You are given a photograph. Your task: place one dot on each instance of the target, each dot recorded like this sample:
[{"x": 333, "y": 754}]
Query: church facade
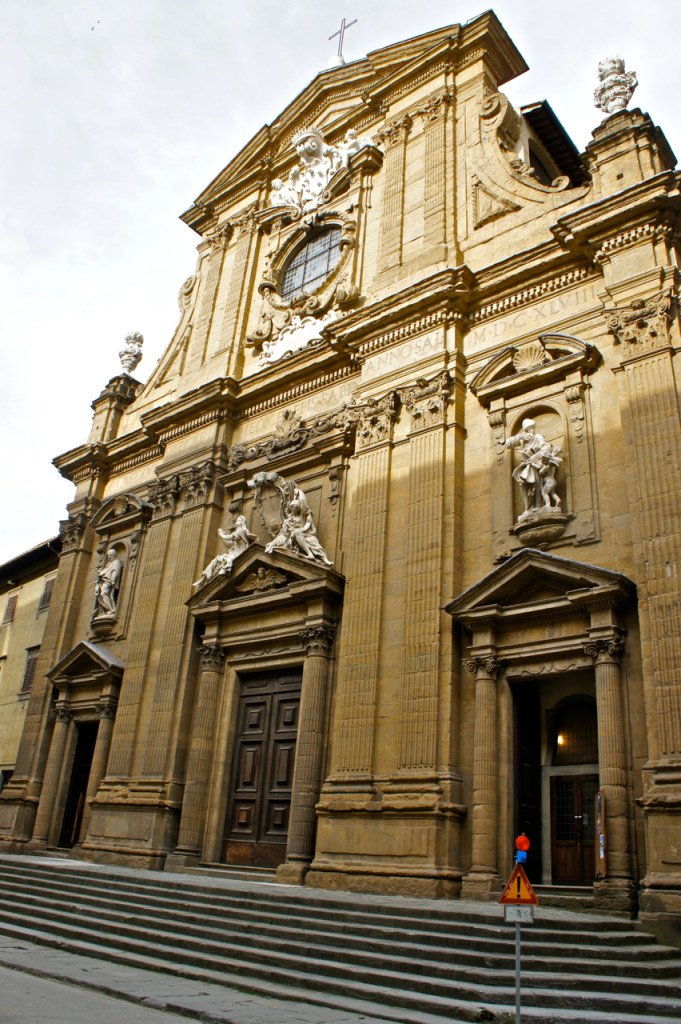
[{"x": 381, "y": 565}]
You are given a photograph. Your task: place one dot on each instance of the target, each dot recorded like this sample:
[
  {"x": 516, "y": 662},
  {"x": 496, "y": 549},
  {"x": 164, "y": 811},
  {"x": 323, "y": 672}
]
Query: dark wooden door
[
  {"x": 572, "y": 833},
  {"x": 80, "y": 774},
  {"x": 258, "y": 810}
]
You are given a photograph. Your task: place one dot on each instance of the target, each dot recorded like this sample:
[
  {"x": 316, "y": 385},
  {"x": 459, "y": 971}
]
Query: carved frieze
[
  {"x": 426, "y": 401},
  {"x": 644, "y": 325},
  {"x": 261, "y": 580}
]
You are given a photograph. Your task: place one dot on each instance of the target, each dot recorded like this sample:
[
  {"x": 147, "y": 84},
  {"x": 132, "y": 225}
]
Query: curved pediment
[
  {"x": 531, "y": 581},
  {"x": 522, "y": 368}
]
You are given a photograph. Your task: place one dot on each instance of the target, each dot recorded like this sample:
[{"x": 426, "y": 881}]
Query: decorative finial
[
  {"x": 615, "y": 87},
  {"x": 131, "y": 352}
]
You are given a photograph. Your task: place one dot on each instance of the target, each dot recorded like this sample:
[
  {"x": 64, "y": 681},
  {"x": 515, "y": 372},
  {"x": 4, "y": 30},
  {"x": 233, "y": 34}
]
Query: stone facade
[
  {"x": 445, "y": 467},
  {"x": 26, "y": 588}
]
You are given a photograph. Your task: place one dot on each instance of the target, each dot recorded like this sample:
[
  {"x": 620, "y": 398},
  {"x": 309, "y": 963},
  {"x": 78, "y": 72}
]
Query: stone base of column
[
  {"x": 615, "y": 896},
  {"x": 480, "y": 886},
  {"x": 292, "y": 872},
  {"x": 179, "y": 859}
]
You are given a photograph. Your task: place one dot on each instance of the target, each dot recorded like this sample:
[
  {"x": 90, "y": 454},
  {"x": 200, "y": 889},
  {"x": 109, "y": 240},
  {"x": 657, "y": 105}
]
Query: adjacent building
[{"x": 381, "y": 565}]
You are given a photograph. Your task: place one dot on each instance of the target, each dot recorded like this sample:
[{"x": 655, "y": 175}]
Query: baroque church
[{"x": 381, "y": 566}]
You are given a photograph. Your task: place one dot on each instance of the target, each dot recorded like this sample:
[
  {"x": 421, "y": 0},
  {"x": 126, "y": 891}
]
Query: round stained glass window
[{"x": 311, "y": 264}]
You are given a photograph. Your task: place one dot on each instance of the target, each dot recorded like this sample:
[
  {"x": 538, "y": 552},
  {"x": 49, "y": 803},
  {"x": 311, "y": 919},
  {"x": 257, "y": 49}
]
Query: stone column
[
  {"x": 482, "y": 879},
  {"x": 615, "y": 892},
  {"x": 200, "y": 758},
  {"x": 107, "y": 710},
  {"x": 51, "y": 780},
  {"x": 309, "y": 756}
]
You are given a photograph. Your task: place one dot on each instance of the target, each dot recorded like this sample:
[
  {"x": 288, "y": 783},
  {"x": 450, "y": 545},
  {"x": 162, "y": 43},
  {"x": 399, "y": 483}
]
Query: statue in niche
[
  {"x": 537, "y": 473},
  {"x": 293, "y": 527},
  {"x": 108, "y": 586},
  {"x": 236, "y": 541}
]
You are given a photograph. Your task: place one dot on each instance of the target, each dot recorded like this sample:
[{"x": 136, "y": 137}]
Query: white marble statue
[
  {"x": 615, "y": 86},
  {"x": 236, "y": 540},
  {"x": 537, "y": 473},
  {"x": 317, "y": 162},
  {"x": 131, "y": 352},
  {"x": 108, "y": 586}
]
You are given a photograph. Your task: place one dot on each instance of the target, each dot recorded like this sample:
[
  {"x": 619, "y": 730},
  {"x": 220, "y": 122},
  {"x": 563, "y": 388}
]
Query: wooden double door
[{"x": 259, "y": 804}]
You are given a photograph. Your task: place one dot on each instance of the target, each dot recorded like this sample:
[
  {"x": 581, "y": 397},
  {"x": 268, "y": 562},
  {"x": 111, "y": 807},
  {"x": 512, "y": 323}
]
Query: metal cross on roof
[{"x": 341, "y": 34}]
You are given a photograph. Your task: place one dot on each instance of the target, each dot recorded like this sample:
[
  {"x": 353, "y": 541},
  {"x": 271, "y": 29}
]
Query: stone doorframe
[
  {"x": 535, "y": 615},
  {"x": 272, "y": 611},
  {"x": 87, "y": 682}
]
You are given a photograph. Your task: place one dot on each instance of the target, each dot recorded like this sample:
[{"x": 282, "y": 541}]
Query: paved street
[{"x": 67, "y": 988}]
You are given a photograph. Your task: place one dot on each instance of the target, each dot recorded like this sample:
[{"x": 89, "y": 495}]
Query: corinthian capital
[{"x": 490, "y": 667}]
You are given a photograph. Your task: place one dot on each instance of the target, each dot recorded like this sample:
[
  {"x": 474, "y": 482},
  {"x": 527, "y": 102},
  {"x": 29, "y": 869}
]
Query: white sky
[{"x": 118, "y": 114}]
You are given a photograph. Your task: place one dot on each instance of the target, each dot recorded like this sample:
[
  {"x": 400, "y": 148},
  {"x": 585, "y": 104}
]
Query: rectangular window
[
  {"x": 10, "y": 608},
  {"x": 46, "y": 595},
  {"x": 30, "y": 671}
]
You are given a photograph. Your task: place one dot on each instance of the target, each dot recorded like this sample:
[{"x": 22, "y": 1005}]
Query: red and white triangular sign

» WRITTEN PROBLEM
Do not include images; quote all of the entries above exactly.

» OUTPUT BELOW
You are given a photograph. Your task: place one dot on each instance of the target, each dot recorded like this sample:
[{"x": 333, "y": 754}]
Query: church facade
[{"x": 381, "y": 565}]
You are given a photograph. Your task: place one dot on each instance of the target, each dot recorded like this sample:
[
  {"x": 516, "y": 662},
  {"x": 496, "y": 549},
  {"x": 164, "y": 811},
  {"x": 323, "y": 672}
]
Query: dark wooden door
[
  {"x": 572, "y": 833},
  {"x": 80, "y": 774},
  {"x": 258, "y": 810}
]
You are given a photograph. Your task: place one dot on each instance of the target, each dot recorded like this sample:
[
  {"x": 316, "y": 385},
  {"x": 459, "y": 971}
]
Query: carved frieze
[
  {"x": 426, "y": 401},
  {"x": 644, "y": 325},
  {"x": 261, "y": 580}
]
You are given a photograph. Your task: place one dot on each instance of the target, each dot recorded like this sample:
[
  {"x": 147, "y": 84},
  {"x": 132, "y": 225}
]
Query: curved pediment
[
  {"x": 531, "y": 581},
  {"x": 522, "y": 368}
]
You are given a photograph. Your task: place one dot on each instance of the target, each dot recorded like this sample:
[{"x": 426, "y": 881}]
Query: decorative finial
[
  {"x": 615, "y": 87},
  {"x": 131, "y": 352}
]
You are given a photograph. Your task: place one dot on each instance of the target, each dot recorded like this sample:
[
  {"x": 64, "y": 681},
  {"x": 515, "y": 372},
  {"x": 4, "y": 30},
  {"x": 233, "y": 34}
]
Query: stone facade
[
  {"x": 445, "y": 467},
  {"x": 26, "y": 588}
]
You are given a photograph. Your task: place one dot on each instance of the target, each dot recorded like this sample:
[
  {"x": 620, "y": 398},
  {"x": 309, "y": 963},
  {"x": 78, "y": 72}
]
Query: stone base of column
[
  {"x": 615, "y": 896},
  {"x": 480, "y": 886},
  {"x": 292, "y": 872},
  {"x": 179, "y": 859}
]
You are given a photograph. Your task: place one dot on each instance of the target, each dot recorded like this sample:
[
  {"x": 90, "y": 454},
  {"x": 200, "y": 889},
  {"x": 109, "y": 240},
  {"x": 657, "y": 105}
]
Query: adjacent building
[{"x": 381, "y": 565}]
You are given a photograph. Your task: place one dot on each instance of the target, each dot recorded like this sample:
[{"x": 655, "y": 175}]
Query: baroque church
[{"x": 381, "y": 566}]
You are given a photograph. Your task: place one dot on each instance of the target, each dot recorded like this sample:
[
  {"x": 421, "y": 0},
  {"x": 126, "y": 891}
]
Query: round stained glass window
[{"x": 311, "y": 264}]
You are given a photograph. Your task: place one dot on each instance of the target, each dot recorded like this sample:
[
  {"x": 538, "y": 552},
  {"x": 49, "y": 803},
  {"x": 311, "y": 919},
  {"x": 257, "y": 49}
]
Query: stone column
[
  {"x": 482, "y": 879},
  {"x": 615, "y": 892},
  {"x": 200, "y": 758},
  {"x": 107, "y": 710},
  {"x": 51, "y": 780},
  {"x": 309, "y": 756}
]
You are given a photograph. Your task: place one dot on each instance of the target, each dot recorded like this sample:
[
  {"x": 288, "y": 783},
  {"x": 450, "y": 545},
  {"x": 162, "y": 43},
  {"x": 399, "y": 483}
]
Query: statue in niche
[
  {"x": 537, "y": 473},
  {"x": 293, "y": 527},
  {"x": 108, "y": 586},
  {"x": 236, "y": 541}
]
You are given a photograph. Your task: place one dot on each instance of the target, each dot recorded like this sample:
[{"x": 136, "y": 137}]
Query: white marble statue
[
  {"x": 615, "y": 86},
  {"x": 236, "y": 540},
  {"x": 537, "y": 473},
  {"x": 317, "y": 162},
  {"x": 131, "y": 352},
  {"x": 108, "y": 586}
]
You are given a photograph. Your task: place one dot on each instance of the target, each dot recorded like this sample:
[
  {"x": 619, "y": 730},
  {"x": 220, "y": 122},
  {"x": 563, "y": 388}
]
Query: wooden double door
[{"x": 259, "y": 804}]
You are given a photograph. Your task: place one dot on each instance of the target, each dot recorded like this sample:
[
  {"x": 581, "y": 397},
  {"x": 268, "y": 562},
  {"x": 111, "y": 807},
  {"x": 512, "y": 323}
]
Query: metal cross on roof
[{"x": 341, "y": 34}]
You are given a photograph. Your task: place one dot on each instance of the target, each dot recorded like this sample:
[
  {"x": 353, "y": 541},
  {"x": 271, "y": 29}
]
Query: stone doorframe
[
  {"x": 535, "y": 615},
  {"x": 272, "y": 611},
  {"x": 87, "y": 682}
]
You are given a photograph. Your task: place one dot on each instance of the target, each dot recorded like this sample:
[{"x": 282, "y": 541}]
Query: paved street
[{"x": 67, "y": 988}]
You are given a photograph. Your task: place one dot on each instance of the target, each dot recorded like this sample:
[{"x": 89, "y": 495}]
Query: corinthian capital
[{"x": 490, "y": 667}]
You are given a photograph. Your task: place one dot on each instance of the target, each dot recorded like this sample:
[
  {"x": 474, "y": 482},
  {"x": 527, "y": 102},
  {"x": 29, "y": 869}
]
Query: white sky
[{"x": 118, "y": 114}]
You are given a photograph. Your task: place one dot on each instance of the target, each dot recorded like this sample:
[
  {"x": 400, "y": 148},
  {"x": 585, "y": 104}
]
Query: rectangular window
[
  {"x": 10, "y": 608},
  {"x": 46, "y": 595},
  {"x": 30, "y": 671}
]
You are given a photograph. Your task: place one dot on each instance of the target, each dot recorded like this sample:
[{"x": 22, "y": 1005}]
Query: red and white triangular sign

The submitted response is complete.